-- Start PASSAGE PROVIDED --

The big take away is that the universe is not expanding. The big bang never happened. The cosmological redshift is caused by gravitational redshift. The CMB is blueshifted hawking radiation from the horizon. Dark matter, dark energy, and the cosmological constant were placeholders for the distribution of mass. You can view the preprint article if you prefer a pdf version.
These are some extraordinary claims but the amount of evidence is overwhelming. Better yet, everything can be boiled down to a single claim - "Spacetime ain't real."
Spacetime is an abstract apparatus used to measure things. It is a phenomenon that's more similar to currency, speciation, laws, and proper names than it is to mass and energy. The physical world has intrinsic properties, whereas all of the properties of spacetime are assigned to it by humans.
Of course, in physics, even in the emptiest possible regions, zero-point fluctuations fill the void. Radiation, gravity, virtual particles, and the irreducible energy density of quantum fields permeate all of existence. In reality, the vacuum energy belongs to quantum fields, not to spacetime itself.

-- End PASSAGE PROVIDED --

▶ [WRITTEN INSTRUCTION 1] Decide whether each statement agrees with the passage on spacetime, and answer yes or no with the passage's deciding words quoted: (a) cosmological redshift is caused by gravitational redshift; (b) vacuum energy belongs to spacetime itself; (c) all properties of the physical world are assigned to it by humans.

-- Start SUPPLIED MATERIAL --

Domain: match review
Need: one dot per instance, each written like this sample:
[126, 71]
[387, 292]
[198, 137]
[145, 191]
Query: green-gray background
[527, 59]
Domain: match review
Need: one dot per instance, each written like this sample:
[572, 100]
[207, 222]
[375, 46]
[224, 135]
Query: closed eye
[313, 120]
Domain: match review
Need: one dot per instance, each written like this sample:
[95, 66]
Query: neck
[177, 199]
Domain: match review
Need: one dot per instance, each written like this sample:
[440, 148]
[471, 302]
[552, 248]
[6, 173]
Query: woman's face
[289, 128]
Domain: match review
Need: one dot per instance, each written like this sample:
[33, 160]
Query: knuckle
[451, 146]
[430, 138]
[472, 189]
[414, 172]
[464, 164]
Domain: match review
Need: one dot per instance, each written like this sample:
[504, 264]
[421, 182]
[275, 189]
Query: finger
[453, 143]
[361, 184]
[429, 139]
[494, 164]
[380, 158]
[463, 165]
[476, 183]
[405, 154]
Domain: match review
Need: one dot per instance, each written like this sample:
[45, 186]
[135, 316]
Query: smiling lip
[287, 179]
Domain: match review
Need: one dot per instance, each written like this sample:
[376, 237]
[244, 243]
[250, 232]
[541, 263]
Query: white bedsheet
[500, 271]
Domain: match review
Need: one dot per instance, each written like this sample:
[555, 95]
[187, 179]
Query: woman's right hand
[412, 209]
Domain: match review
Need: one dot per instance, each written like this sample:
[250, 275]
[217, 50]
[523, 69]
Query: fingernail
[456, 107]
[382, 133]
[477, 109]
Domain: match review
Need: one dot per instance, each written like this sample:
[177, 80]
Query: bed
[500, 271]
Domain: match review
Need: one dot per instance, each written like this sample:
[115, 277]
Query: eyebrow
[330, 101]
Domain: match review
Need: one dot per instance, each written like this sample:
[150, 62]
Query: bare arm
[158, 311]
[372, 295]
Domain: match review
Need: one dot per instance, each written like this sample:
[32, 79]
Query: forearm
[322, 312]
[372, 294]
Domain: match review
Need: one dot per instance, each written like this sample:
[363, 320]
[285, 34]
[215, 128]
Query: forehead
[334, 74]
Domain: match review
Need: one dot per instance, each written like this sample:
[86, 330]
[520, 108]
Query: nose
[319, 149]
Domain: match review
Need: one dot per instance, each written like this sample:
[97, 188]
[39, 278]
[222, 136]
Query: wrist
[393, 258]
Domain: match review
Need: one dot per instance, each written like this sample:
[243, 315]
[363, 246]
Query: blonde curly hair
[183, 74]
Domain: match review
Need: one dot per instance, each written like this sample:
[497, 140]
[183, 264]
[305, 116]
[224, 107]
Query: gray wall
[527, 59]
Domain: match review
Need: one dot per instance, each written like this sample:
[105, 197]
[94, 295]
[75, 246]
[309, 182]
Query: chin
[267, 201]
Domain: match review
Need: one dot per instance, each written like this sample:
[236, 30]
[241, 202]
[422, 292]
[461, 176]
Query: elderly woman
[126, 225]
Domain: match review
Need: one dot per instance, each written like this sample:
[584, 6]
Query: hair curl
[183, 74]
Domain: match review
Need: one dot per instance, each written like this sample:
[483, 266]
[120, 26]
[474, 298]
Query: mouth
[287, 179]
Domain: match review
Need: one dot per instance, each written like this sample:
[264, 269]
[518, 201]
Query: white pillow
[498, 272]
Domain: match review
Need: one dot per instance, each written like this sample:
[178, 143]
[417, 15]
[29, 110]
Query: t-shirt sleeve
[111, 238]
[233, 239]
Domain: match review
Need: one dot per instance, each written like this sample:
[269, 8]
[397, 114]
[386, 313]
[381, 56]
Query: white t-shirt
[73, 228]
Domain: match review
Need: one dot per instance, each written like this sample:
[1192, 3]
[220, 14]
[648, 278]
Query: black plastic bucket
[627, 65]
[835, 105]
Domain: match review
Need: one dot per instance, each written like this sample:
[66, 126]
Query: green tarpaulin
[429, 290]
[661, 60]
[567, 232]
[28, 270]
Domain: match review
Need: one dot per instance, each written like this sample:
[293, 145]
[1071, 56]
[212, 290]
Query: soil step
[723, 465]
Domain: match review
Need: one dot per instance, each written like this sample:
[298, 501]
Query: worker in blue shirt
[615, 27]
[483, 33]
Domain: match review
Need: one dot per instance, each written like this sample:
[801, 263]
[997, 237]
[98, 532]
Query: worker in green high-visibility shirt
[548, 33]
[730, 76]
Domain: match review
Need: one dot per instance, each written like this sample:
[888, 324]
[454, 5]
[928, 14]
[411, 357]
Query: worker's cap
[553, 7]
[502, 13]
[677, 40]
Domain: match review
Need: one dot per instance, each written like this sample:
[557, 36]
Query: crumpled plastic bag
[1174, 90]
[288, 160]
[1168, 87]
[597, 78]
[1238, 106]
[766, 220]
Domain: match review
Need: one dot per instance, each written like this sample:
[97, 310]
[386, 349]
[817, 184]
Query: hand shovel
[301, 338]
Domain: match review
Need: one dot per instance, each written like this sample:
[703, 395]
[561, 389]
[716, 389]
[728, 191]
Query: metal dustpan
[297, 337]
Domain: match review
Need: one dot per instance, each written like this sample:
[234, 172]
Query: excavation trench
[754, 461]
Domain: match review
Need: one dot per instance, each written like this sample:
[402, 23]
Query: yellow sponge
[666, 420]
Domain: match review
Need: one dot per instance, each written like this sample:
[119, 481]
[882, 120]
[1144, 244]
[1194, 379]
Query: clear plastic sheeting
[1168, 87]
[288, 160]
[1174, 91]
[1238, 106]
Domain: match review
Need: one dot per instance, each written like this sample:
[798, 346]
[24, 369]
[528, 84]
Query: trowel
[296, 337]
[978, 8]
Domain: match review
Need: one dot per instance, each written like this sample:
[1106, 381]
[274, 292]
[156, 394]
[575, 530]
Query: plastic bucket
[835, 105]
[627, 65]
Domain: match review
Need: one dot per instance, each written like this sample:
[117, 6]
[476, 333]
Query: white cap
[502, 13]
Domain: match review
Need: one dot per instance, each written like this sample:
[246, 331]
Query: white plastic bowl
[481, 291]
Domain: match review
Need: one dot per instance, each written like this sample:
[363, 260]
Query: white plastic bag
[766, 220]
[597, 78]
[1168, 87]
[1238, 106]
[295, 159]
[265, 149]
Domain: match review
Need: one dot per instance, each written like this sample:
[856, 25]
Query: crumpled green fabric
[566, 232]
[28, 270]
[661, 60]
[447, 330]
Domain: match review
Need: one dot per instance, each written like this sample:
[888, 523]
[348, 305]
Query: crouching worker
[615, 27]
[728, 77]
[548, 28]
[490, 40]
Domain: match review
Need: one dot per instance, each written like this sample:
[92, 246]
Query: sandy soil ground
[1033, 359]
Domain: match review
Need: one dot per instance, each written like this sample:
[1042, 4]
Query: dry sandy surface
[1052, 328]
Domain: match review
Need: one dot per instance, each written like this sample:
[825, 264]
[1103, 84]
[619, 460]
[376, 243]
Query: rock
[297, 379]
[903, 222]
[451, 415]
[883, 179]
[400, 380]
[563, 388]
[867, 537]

-- End SUPPLIED MATERIAL --

▶ [WRITTEN INSTRUCTION 2] Gather every line of the listing that contains the word "soil".

▶ [FINAL RESULT 1]
(a) Yes: "The cosmological redshift is caused by gravitational redshift."
(b) No: "In reality, the vacuum energy belongs to quantum fields, not to spacetime itself."
(c) No: "The physical world has intrinsic properties, whereas all of the properties of spacetime are assigned to it by humans."

▶ [FINAL RESULT 2]
Query: soil step
Query: sandy soil ground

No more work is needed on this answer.